Requirements
According to the Mets prospect update, in which draft year and round was Brandon Nimmo picked?

Excerpted text
>> start

Wednesday, April 30, 2014

Mets Prospect Stock Market & Minor League Update - April

by John Vittas

Another Minor League season is underway, and the four Mets full season teams are all sporting winning records. Here’s how the team’s prospects and farmhands faired in the month of April:

Prospect Status - Rising

Preseason No. 6 Brandon Nimmo (OF)
.389 / .517 / .576 (High-A St. Lucie)
The best story in the system so far, Nimmo is finally putting it all together. The 2011 first round pick is beginning to turn his plus tools into baseball dominance. He’s already picked up eight extra-base-hits and five stolen bases. It’s possible Nimmo will be in Double-A Binghamton by the end of the year, making a late 2015 arrival in Flushing somewhat feasible.

No. 5 Steven Matz (LHP)
4 starts, 2-1, 1.52 ERA, 0.93 WHIP (High-A St. Lucie)

>> end

Extracted entries
>> start

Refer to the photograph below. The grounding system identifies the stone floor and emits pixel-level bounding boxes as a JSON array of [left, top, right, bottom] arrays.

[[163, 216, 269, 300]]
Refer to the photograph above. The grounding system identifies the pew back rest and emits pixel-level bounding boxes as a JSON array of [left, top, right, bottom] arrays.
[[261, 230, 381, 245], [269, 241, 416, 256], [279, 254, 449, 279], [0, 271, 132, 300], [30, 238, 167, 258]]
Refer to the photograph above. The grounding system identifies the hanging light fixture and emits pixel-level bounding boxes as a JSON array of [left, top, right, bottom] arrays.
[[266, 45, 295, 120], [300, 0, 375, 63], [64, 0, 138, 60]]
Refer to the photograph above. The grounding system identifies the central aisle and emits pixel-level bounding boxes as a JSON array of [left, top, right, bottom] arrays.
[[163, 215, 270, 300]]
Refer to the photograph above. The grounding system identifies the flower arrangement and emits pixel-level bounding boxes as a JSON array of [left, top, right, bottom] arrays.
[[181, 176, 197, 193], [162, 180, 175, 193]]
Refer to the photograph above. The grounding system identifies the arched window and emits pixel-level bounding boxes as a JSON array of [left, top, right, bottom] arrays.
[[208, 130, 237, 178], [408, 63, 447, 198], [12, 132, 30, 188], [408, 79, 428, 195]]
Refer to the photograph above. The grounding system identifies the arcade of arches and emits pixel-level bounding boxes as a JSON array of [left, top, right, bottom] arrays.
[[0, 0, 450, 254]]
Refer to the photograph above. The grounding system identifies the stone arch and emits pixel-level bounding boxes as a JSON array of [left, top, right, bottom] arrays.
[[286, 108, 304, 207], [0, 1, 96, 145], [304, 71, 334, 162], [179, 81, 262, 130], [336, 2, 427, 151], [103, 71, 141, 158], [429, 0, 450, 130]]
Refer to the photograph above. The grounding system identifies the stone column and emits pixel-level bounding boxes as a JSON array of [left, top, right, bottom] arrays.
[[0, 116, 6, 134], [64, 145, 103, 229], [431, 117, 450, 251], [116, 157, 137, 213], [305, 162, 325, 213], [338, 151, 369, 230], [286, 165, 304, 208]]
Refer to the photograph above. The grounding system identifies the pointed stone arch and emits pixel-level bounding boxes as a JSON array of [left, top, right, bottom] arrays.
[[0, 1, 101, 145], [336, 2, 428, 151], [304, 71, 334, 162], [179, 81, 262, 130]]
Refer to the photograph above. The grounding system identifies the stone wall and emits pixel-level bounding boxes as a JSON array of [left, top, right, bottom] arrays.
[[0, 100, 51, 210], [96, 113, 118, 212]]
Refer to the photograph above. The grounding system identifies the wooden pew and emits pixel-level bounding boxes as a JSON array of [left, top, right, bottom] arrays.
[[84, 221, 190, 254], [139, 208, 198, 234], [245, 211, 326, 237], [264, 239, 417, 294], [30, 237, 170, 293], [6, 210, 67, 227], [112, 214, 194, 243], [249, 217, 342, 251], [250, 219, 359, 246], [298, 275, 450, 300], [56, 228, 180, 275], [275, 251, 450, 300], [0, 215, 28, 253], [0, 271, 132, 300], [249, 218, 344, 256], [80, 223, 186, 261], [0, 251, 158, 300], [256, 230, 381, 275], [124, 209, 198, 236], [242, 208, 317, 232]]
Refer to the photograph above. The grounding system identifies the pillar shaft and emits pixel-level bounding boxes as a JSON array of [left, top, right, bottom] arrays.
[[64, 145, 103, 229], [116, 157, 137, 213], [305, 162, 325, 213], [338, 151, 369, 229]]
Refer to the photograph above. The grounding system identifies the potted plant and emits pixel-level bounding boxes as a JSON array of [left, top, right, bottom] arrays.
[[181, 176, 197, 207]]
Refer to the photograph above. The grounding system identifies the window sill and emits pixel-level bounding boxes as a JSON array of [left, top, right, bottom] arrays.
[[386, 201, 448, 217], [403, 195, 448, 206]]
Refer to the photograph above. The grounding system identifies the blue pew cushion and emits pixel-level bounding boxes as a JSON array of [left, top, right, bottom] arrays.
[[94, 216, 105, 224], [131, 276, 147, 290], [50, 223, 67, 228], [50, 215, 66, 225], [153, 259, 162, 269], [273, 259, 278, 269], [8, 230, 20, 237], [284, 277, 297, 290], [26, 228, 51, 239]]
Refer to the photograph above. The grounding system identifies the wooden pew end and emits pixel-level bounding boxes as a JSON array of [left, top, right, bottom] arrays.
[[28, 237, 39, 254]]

>> end

Task result
The 2011 first round.